*** SOURCE EXTRACT Section Begins ***

SAN FRANCISCO (KGO) -- A Bay Area OB-GYN is serving up an innovative solution for some people living in states banning abortion.

"This is going to be a very large monetary effort that is funded by philanthropy and maybe a donated vessel," said Dr. Meg Autry, an OB-GYN and professor at UCSF.

"Basically a reproductive floating health clinic," said Dr. Autry, who's been conjuring the idea for years. "It would offer contraception, point of care, STI testing and treatment, we're hoping vaccination, as well as surgical terminations."

RELATED: Biden signs executive order on abortion access after Supreme Court overturns Roe

The plan is called PRROWESS: Protecting Reproductive Rights of Women Endangered by State Statutes. Home (prrowess.org). The urgency of plan being amplified in wake of the overturning of Roe V. Wade.

"The reason for this particular innovation is if you look at the Gulf every state that borders the Gulf is restrictive," said the doctor, explaining women are travelling far out state for services, meaning a floating clinic closer by could be a game changer. "The people who will be served by this will be the people that don't have the money, means or time to go elsewhere."

And, the doctor said, for the most part the plan is ready to set sail.

"We've done all the detailed research we can do and going forward it depends on the kind of vessel we can get."

*** SOURCE EXTRACT Section Ends ***
*** RECORDED INFORMATION Section Begins ***

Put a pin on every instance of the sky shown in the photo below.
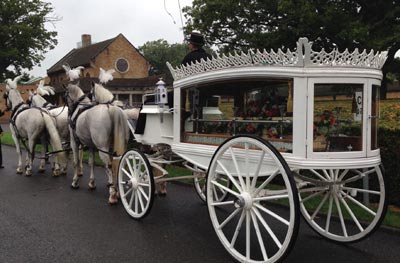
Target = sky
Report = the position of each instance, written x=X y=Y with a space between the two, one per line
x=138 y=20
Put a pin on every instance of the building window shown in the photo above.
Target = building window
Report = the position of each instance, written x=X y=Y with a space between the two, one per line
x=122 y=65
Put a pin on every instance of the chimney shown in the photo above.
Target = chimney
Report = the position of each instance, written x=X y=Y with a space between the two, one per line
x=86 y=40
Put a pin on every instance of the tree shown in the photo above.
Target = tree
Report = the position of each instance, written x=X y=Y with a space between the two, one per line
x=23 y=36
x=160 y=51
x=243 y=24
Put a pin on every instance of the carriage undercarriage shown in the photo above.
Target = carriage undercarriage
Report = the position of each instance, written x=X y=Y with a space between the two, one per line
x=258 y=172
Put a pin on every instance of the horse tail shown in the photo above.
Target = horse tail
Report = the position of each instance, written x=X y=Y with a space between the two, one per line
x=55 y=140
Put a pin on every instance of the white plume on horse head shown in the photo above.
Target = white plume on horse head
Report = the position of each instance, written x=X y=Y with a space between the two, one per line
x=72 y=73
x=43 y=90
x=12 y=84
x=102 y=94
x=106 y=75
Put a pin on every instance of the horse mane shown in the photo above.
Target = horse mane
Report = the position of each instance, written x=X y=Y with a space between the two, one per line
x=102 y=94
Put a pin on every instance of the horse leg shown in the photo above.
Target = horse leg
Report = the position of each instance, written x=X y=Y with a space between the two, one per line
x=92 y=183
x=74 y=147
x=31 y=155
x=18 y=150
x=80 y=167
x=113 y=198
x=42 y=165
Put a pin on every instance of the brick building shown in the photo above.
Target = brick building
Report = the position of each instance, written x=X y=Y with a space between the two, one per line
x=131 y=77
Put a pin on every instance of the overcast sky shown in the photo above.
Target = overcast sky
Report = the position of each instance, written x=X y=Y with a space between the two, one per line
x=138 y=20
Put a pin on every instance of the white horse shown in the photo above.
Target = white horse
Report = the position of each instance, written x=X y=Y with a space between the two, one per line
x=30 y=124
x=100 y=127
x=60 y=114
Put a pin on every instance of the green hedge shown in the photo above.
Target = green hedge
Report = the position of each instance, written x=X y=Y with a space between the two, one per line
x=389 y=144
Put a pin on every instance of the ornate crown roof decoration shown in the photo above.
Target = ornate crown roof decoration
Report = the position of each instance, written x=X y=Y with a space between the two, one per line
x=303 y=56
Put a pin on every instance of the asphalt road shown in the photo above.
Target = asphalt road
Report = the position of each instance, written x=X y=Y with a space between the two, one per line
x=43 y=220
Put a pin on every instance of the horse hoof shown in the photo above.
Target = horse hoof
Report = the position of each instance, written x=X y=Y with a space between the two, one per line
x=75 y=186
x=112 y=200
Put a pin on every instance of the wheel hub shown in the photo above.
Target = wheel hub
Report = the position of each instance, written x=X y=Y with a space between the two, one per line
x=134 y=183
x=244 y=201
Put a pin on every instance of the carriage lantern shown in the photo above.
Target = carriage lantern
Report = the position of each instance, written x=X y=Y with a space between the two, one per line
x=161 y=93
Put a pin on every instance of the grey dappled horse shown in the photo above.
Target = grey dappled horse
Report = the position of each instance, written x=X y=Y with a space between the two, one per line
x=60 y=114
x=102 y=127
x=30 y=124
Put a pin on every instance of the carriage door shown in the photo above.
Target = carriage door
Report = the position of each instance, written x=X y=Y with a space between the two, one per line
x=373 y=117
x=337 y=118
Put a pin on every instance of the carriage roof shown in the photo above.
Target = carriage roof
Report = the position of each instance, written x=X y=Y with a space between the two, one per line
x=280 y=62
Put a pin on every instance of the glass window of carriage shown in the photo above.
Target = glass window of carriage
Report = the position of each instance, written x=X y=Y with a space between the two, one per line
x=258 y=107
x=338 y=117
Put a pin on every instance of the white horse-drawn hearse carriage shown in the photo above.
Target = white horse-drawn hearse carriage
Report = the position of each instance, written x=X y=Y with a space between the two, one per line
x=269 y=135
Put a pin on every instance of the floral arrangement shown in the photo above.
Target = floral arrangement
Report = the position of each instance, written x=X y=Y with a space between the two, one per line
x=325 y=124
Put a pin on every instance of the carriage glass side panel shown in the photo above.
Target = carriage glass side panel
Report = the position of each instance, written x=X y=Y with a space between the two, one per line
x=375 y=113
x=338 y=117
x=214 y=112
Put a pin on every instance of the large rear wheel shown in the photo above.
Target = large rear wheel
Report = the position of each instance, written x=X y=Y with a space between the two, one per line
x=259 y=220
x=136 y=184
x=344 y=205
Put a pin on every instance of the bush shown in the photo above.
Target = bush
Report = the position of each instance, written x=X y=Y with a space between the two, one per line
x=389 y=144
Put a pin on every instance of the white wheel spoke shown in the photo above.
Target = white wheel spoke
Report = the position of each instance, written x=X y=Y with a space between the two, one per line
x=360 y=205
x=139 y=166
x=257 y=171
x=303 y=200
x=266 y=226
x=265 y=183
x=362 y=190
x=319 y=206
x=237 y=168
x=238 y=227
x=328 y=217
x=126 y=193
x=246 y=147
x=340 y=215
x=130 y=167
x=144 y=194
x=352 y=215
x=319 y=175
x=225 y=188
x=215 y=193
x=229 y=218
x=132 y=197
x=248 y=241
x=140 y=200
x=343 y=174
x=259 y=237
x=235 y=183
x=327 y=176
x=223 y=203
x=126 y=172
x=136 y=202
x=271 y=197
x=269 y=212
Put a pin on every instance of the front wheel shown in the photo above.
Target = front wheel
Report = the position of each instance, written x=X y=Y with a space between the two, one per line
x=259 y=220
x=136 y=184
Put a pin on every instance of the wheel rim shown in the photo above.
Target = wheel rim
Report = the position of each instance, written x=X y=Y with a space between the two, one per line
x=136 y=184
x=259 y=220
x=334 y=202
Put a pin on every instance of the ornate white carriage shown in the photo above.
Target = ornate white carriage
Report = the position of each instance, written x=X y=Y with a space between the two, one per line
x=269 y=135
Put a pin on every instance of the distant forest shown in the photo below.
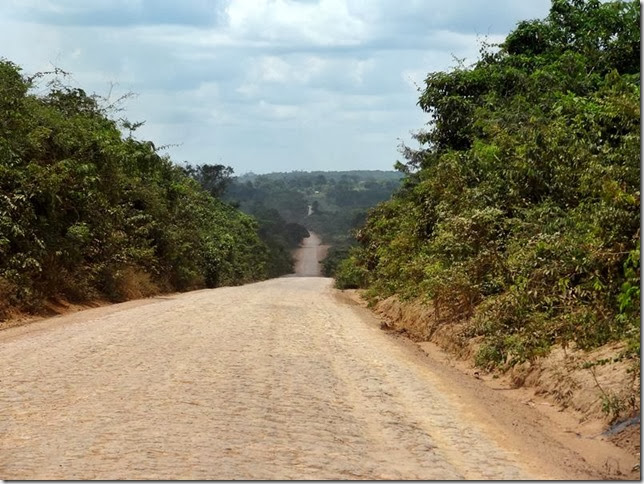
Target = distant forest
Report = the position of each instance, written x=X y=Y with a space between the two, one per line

*** RECORDED INFORMATION Section Ends ***

### WORK REQUEST
Continue the news report about the floating reproductive health clinic from where it stops.

### RESPONSE BOX
RELATED: Supreme Court overturns Roe v. Wade, transforming abortion rights in US

It will take an estimated $20 million dollars to get the clinic afloat, including retrofitting a boat - and initial costs of patient care.

"I think a somewhat optimistic but realistic timeline would be a year," said Dr. Autry. "And a dream would be six to eight months." When asked, what would have to happen for it to happen in six to eight months, she responded: "Someone would have to donate a vessel tomorrow."

And while she's ready to go, the doctor is also readying for a load of legal challenges.

"We have a legal team consisting of The Lawyering Project that basically fights for reproductive health and equitable care," she said, fulling expecting some rough waters ahead. https://lawyeringproject.org/

"We also have maritime lawyers, defense lawyers and we anticipate legal challenges throughout this entire journey."